» Text excerpt:
= = =
Interesting idea. For Toronto:

Eugene, OR (a little to the North)
Sioux Falls, SD
Portland, ME
Toulouse, France
Florence, Italy
Ruse, Bulgaria
Sochi, Russia
Vladivostok, Russia (a little to the South)
Sapporo, Japan

You can really see the effect of ocean currents when you realize Florence is North of Vladivostok. Vladivostok is even colder than Toronto, by about 5C/10F.


----------



## NordikNerd

Linköping, Sweden is on the same latitude (58.40) as:

Tartu, Estonia (58,37)
Nizhnij Tagil, Russia (57.93) 
Kristianssand, Norway (58.15)
Wick, Scotland (58.44)
Hebron, New Brunswick, Canada (58,20)
Juneau, Alaska (58,18)

today's temperature about -1 to -3 C


----------



## musiccity

memph said:


> Interesting idea. For Toronto:
> 
> Eugene, OR (a little to the North)
= = =
» Source excerpt:
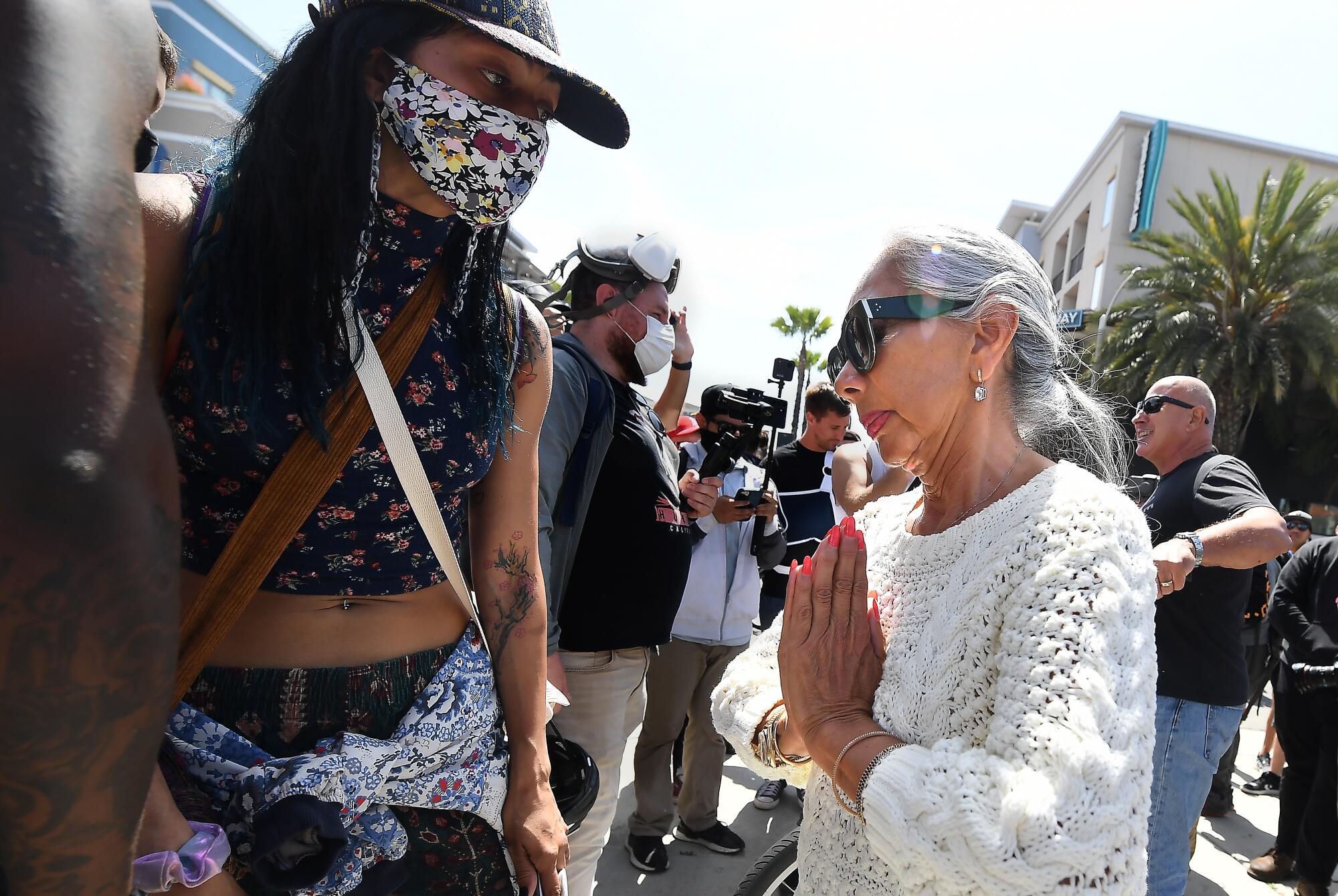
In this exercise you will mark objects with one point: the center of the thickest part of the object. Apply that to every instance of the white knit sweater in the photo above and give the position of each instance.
(1022, 669)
= = =
Retype the forum thread on cities at the same latitude, starting at "Tartu, Estonia (58,37)" and ending at "Juneau, Alaska (58,18)". You won't need the material for this.

» Solution below:
Tartu, Estonia (58,37)
Nizhnij Tagil, Russia (57.93) 
Kristianssand, Norway (58.15)
Wick, Scotland (58.44)
Hebron, New Brunswick, Canada (58,20)
Juneau, Alaska (58,18)